**Textauszug:**
↓↓↓

„Wir sind ganz viele“

Zwei queere Menschen berichten, was ihnen #outinchurch bedeutet, und über ihre Erfahrungen in Kirche

(c) www.pixabay.com
Datum:
16. Feb. 2022
Von:
Aus der KirchenZeitung, Ausgabe 07/2022

Die Aktion #outinchurch am 24. Januar schlug hohe Wellen. 125 queere Personen, die in der Kirche arbeiten oder sich ehrenamtlich engagieren, outeten sich. Seitdem wird wieder heftig über kirchliches Arbeitsrecht und Sexualmoral diskutiert.

↑↑↑

**Aufgeführte Daten:**
↓↓↓

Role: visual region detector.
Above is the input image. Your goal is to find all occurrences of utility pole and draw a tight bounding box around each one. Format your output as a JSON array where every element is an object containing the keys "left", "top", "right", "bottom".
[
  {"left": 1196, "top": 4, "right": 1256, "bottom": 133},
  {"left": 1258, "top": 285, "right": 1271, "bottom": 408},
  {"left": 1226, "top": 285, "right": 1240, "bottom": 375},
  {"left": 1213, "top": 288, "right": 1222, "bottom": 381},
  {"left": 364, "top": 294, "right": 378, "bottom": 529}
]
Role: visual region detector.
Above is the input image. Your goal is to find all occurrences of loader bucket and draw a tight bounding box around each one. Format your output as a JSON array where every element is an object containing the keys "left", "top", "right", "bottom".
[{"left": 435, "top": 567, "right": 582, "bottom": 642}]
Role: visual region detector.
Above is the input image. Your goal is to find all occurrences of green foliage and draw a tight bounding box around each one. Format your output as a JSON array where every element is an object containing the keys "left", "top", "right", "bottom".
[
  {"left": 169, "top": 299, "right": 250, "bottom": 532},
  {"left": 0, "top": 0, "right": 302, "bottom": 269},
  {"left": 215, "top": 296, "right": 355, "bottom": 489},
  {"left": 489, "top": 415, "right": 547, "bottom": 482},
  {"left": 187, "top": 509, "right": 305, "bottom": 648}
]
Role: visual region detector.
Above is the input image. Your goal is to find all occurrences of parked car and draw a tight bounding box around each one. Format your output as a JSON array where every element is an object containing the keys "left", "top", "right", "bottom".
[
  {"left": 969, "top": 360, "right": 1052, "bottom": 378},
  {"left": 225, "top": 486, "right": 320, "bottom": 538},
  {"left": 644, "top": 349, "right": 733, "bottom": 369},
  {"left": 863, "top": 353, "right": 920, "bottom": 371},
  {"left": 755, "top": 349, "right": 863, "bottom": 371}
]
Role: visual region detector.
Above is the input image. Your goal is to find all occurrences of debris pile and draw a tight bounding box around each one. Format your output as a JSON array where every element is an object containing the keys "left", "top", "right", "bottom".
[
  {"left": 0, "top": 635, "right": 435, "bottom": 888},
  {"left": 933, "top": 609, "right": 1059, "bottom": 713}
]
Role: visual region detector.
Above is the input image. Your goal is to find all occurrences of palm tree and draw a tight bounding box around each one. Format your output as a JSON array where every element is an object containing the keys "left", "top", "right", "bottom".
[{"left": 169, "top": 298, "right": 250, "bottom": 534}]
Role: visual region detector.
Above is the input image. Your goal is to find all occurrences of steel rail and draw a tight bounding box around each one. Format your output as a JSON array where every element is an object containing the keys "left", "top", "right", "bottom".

↑↑↑

**Zu erledigende Aufgaben:**
A. Wie viele queere Personen outeten sich laut dem Textauszug bei der Aktion #outinchurch?
B. Schreiben Sie aus dem Textauszug den Abschnitt von „(c) www.pixabay.com“ bis einschließlich „und Sexualmoral diskutiert.“ wortgetreu ab.
Die Daten haben eine andere Herkunft als der Textauszug.

**Gegebene Antworten:**
A. 125 queere Personen.

B.
(c) www.pixabay.com
Datum:
16. Feb. 2022
Von:
Aus der KirchenZeitung, Ausgabe 07/2022

Die Aktion #outinchurch am 24. Januar schlug hohe Wellen. 125 queere Personen, die in der Kirche arbeiten oder sich ehrenamtlich engagieren, outeten sich. Seitdem wird wieder heftig über kirchliches Arbeitsrecht und Sexualmoral diskutiert.